Starting at the line that contains "Data pipeline spec — extract bounding boxes for every water" and ending at the line that contains "1172, 651, 1316, 666", write out only those lines again, requests included, with each box coordinate in the answers scaled by 0.65 and rounded to a whole number, halves rounding up. Leave the requests unchanged.
-*-
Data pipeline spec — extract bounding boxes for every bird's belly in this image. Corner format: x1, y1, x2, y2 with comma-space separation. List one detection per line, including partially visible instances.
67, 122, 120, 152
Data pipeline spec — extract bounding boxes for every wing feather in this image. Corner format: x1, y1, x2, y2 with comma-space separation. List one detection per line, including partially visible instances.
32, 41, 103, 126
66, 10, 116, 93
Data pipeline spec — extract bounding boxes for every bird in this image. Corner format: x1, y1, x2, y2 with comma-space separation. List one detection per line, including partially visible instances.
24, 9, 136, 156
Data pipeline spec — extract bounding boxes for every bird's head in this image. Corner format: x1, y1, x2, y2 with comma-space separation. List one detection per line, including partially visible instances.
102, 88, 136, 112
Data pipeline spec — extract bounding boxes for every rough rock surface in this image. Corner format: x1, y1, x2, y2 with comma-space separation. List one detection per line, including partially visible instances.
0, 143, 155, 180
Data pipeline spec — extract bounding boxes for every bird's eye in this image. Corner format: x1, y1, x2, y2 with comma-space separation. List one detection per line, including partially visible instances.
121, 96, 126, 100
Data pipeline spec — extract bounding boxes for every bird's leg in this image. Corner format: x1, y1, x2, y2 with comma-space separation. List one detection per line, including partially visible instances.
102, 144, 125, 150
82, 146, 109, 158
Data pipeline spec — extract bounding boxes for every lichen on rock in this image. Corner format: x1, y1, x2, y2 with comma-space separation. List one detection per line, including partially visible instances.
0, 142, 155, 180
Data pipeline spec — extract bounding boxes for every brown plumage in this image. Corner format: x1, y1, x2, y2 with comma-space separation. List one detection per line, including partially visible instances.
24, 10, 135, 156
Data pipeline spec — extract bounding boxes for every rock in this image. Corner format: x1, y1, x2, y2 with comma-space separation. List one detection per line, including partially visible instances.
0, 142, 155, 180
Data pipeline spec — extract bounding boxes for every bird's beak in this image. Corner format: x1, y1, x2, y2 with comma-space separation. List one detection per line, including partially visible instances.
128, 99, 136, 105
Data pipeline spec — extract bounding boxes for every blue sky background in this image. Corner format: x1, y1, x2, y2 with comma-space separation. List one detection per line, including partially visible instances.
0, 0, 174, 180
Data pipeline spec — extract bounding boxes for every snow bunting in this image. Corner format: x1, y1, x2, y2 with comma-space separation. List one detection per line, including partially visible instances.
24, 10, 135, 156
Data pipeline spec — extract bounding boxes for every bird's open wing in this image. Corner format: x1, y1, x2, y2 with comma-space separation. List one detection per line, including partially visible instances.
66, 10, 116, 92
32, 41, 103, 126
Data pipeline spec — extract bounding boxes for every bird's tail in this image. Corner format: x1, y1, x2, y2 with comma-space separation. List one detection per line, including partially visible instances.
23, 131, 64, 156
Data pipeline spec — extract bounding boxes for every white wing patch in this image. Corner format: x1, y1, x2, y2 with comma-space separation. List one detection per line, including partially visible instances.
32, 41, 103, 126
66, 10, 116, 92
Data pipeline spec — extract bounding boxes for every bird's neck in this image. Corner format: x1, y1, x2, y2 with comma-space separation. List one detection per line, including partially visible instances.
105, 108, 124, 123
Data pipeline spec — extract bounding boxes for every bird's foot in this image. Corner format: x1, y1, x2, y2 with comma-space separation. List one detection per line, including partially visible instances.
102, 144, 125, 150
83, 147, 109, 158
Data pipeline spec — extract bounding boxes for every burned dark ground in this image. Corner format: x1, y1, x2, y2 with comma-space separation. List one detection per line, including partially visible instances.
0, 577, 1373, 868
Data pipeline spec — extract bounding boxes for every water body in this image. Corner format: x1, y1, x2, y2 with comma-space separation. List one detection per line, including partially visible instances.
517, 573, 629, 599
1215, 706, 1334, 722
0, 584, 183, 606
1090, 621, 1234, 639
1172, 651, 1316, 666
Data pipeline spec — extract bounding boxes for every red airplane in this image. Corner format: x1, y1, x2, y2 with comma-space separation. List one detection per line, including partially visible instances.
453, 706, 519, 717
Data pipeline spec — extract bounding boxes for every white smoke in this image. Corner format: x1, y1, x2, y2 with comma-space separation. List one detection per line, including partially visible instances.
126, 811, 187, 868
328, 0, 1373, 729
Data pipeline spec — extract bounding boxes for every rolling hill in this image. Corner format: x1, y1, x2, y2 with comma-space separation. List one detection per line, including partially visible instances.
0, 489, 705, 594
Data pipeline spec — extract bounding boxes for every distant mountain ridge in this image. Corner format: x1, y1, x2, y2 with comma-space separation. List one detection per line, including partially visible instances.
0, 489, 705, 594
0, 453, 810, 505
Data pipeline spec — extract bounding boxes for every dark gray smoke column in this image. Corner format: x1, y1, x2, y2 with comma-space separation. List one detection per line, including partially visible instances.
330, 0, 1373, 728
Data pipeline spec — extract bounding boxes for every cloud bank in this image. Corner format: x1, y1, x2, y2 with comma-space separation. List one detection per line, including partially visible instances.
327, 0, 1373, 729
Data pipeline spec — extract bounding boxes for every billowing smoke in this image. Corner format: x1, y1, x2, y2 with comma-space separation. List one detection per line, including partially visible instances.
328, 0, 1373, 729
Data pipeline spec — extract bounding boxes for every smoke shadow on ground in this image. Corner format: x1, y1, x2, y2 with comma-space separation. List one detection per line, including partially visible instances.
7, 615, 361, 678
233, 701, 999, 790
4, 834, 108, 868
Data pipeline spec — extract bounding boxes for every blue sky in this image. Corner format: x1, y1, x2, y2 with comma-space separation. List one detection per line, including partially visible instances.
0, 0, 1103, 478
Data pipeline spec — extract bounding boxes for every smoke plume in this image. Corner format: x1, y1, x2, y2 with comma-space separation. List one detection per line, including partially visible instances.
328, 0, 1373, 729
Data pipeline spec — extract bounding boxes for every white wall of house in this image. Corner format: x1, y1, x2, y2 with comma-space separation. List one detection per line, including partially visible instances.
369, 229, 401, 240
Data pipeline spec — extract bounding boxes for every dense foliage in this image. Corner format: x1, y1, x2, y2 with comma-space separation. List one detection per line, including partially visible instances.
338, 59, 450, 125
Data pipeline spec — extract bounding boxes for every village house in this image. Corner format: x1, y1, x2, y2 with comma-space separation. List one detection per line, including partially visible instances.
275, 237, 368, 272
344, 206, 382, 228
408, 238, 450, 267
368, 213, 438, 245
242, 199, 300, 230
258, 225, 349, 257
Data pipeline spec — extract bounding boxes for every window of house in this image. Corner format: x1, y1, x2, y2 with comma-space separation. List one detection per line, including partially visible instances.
-*-
__ANSWER TO THE TASK__.
Data pipeline spec — extract bounding boxes for every water body in this image. Corner format: x1, y1, x2, y2 with comma-space separation. List one detection per line, including partially visible instances.
336, 372, 409, 389
790, 459, 867, 469
0, 380, 119, 394
709, 404, 802, 415
762, 423, 855, 433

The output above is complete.